**Teks Sumber**
------------------------------------------------------------------------

Penelitian ini dilakukan dengan menggunakan metode penelitian hukum normatif. Metode penelitian hukum normatif mengacu pada norma hukum positif, yaitu peraturan perundang-undangan yang berlaku.[5] Penelitian kepustakaan hukum normatif menggunakan bahan pustaka atau data sekunder sebagai dasar penelitian. Dalam penelitian ini, pendekatan perundang-undangan digunakan. Semua peraturan perundang-undangan yang berkaitan dengan masalah hukum yang diteliti diperiksa, yaitu perlindungan konsumen dalam perjanjian pengiriman barang melalui ekspedisi. Peraturan perundang-undangan yang dianalisis antara lain Kitab Undang-Undang Hukum Perdata, Undang-Undang Perlindungan Konsumen, dan peraturan terkait lainnya.
Sumber bahan hukum penelitian ini terdiri dari peraturan perundang-undangan yang relevan; publikasi hukum, seperti buku, jurnal, dan komentar atas keputusan pengadilan; dan kamus dan ensiklopedia hukum. Sebagai metode pengumpulan data, berbagai literatur dan peraturan perundang-undangan yang relevan diperiksa.[6] Selain itu, juga dilakukan studi dokumen terhadap dokumen-dokumen hukum, artikel, jurnal, dan putusan pengadilan. Kemudian, teknik analisis data menggunakan metode interpretasi gramatikal untuk menginterpretasikan makna kata, frase, atau kalimat dalam peraturan perundang-undangan; interpretasi sistematis untuk menghubungkan pasal satu dengan pasal lainnya; interpretasi teleologis untuk mengetahui tujuan atau kegunaan peraturan; dan interpretasi historis untuk menelusuri latar belakang pembuatan peraturan. Analisis dilakukan secara kualitatif untuk mendapatkan kesimpulan atas isu hukum yang dibahas.
Konsumen memiliki hak untuk mendapatkan ganti kerugian dari pihak perusahaan jasa pengiriman barang jika terjadi keterlambatan atau kerusakan barang. Selain itu, konsumen juga dapat menyelesaikan sengketanya melalui pengadilan atau di luar pengadilan sesuai dengan ketentuan yang diatur dalam undang-undang tersebut. Ketika pengiriman tertunda, pelanggan juga memiliki hak untuk mendapatkan informasi yang tepat dan akurat tentang barang yang dikirim. Peraturan Pemerintah Nomor 80 Tahun 2019 tentang Perdagangan Melalui Sistem Elektronik mengatur perlindungan konsumen terkait ekspedisi. PP tersebut menyatakan bahwa penyelenggara perdagangan melalui sistem elektronik bertanggung jawab untuk memberikan perlindungan dan kompensasi kepada konsumen atas kerugian yang dialami oleh konsumen sebagai akibat dari transaksi elektronik, termasuk kerugian yang dialami oleh konsumen saat ekspedisi mengirimkan barang.

------------------------------------------------------------------------

**Data Hasil Ekstraksi**
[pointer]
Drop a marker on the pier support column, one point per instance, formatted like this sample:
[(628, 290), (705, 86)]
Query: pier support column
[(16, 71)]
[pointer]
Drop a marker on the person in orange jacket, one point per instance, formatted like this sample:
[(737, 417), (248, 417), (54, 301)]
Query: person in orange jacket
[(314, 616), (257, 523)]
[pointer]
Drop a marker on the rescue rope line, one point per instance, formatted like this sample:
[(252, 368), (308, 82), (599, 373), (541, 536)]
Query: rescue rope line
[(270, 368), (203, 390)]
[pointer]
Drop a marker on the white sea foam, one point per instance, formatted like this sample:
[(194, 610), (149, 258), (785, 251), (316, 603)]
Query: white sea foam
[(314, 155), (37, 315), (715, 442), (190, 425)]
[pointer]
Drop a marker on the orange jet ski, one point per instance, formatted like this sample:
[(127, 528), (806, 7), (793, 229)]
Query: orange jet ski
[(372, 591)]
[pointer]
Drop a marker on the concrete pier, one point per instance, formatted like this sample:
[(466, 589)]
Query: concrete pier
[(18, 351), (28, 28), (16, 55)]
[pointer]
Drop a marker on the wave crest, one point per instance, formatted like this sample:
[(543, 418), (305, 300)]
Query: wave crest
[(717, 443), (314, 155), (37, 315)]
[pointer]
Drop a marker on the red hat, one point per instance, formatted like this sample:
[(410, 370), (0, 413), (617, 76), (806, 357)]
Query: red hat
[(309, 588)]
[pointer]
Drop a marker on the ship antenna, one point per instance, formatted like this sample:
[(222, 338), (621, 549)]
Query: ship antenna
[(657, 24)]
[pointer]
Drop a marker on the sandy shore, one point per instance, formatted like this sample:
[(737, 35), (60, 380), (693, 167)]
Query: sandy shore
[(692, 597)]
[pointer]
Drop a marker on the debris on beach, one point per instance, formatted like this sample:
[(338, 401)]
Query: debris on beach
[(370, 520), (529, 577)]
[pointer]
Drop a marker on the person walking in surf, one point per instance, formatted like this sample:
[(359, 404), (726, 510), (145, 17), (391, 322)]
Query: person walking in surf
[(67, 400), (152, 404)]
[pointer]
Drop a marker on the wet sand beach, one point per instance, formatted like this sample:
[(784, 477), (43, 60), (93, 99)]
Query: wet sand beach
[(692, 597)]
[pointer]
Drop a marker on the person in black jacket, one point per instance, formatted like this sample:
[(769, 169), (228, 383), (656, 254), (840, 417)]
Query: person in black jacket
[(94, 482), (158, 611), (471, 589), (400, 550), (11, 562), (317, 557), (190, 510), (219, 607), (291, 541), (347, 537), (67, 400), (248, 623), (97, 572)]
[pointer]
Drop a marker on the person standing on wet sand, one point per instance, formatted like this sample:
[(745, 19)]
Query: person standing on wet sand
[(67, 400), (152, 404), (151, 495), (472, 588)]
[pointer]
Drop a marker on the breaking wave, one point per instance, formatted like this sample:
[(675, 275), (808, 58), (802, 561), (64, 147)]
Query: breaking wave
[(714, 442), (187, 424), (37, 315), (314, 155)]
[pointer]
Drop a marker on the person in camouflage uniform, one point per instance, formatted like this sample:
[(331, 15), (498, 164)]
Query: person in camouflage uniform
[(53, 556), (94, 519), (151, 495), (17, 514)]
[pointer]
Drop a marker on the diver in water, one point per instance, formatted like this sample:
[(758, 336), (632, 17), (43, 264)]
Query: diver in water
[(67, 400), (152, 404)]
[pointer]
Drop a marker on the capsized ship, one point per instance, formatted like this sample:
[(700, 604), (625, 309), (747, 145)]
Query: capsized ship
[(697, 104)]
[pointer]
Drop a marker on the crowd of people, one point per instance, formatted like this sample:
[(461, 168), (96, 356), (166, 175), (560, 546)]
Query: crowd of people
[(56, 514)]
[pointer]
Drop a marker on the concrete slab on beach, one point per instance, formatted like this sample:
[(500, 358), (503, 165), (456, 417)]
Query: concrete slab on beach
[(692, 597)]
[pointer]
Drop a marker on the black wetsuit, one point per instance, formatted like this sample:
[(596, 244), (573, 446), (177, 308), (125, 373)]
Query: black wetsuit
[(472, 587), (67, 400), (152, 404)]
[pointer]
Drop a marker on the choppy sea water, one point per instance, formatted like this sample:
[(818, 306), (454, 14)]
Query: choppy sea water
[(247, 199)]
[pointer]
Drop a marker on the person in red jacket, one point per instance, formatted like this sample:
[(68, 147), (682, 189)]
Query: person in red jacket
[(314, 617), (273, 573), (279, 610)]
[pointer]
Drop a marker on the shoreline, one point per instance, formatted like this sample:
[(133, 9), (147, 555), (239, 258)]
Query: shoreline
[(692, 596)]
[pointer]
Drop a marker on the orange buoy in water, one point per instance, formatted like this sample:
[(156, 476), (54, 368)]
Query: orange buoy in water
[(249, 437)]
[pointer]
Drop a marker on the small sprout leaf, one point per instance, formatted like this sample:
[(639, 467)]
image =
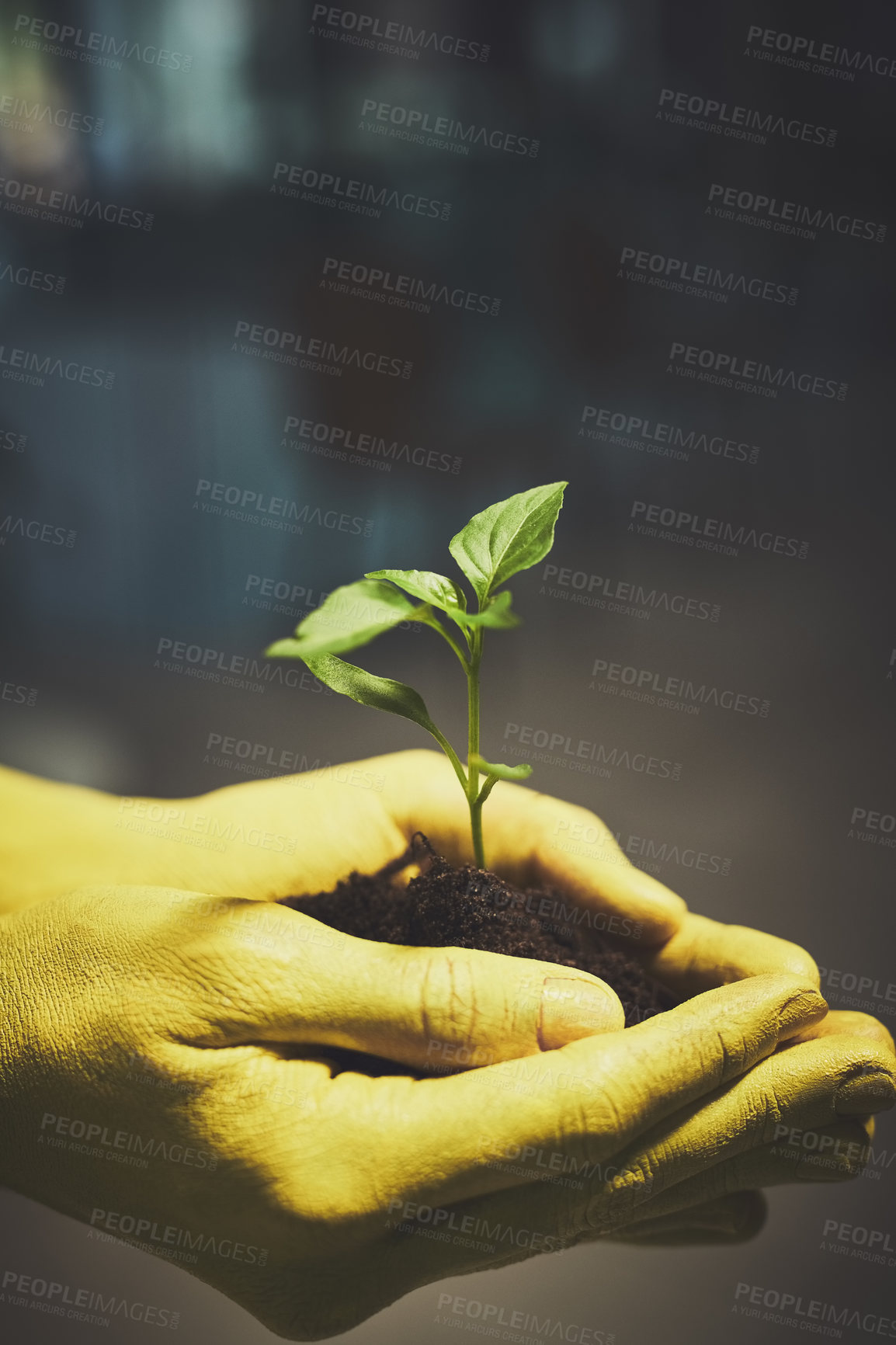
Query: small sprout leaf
[(350, 617), (499, 771), (495, 615), (425, 584), (508, 537), (378, 692)]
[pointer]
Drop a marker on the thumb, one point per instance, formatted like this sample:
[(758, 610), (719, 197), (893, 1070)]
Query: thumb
[(428, 1008)]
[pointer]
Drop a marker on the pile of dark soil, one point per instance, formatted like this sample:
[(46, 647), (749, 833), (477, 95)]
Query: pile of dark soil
[(474, 908)]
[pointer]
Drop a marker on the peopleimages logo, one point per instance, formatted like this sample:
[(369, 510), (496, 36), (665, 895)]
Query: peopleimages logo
[(661, 437), (787, 217), (728, 370), (93, 47), (27, 198), (396, 40), (352, 196), (440, 132), (793, 50), (81, 1305), (699, 279), (20, 115), (641, 685), (398, 290), (273, 510), (699, 532), (357, 446), (29, 366), (286, 347), (629, 597), (736, 121), (793, 1310)]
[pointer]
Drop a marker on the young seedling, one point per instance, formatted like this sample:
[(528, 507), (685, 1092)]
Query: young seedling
[(495, 545)]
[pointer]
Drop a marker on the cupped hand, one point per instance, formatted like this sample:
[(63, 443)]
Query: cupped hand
[(211, 1045), (303, 832)]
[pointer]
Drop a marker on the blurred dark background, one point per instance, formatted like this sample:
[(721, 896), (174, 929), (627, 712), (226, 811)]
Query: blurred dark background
[(194, 143)]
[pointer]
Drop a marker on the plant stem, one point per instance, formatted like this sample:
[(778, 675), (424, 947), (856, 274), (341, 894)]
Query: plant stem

------------------------------------------------------------------------

**Tugas yang Dikerjakan**
Salin kata demi kata seluruh bagian teks sumber di atas, mulai dari "Penelitian ini dilakukan" terus sampai "peraturan terkait lainnya.".

**Jawaban Soal Ini**
Penelitian ini dilakukan dengan menggunakan metode penelitian hukum normatif. Metode penelitian hukum normatif mengacu pada norma hukum positif, yaitu peraturan perundang-undangan yang berlaku.[5] Penelitian kepustakaan hukum normatif menggunakan bahan pustaka atau data sekunder sebagai dasar penelitian. Dalam penelitian ini, pendekatan perundang-undangan digunakan. Semua peraturan perundang-undangan yang berkaitan dengan masalah hukum yang diteliti diperiksa, yaitu perlindungan konsumen dalam perjanjian pengiriman barang melalui ekspedisi. Peraturan perundang-undangan yang dianalisis antara lain Kitab Undang-Undang Hukum Perdata, Undang-Undang Perlindungan Konsumen, dan peraturan terkait lainnya.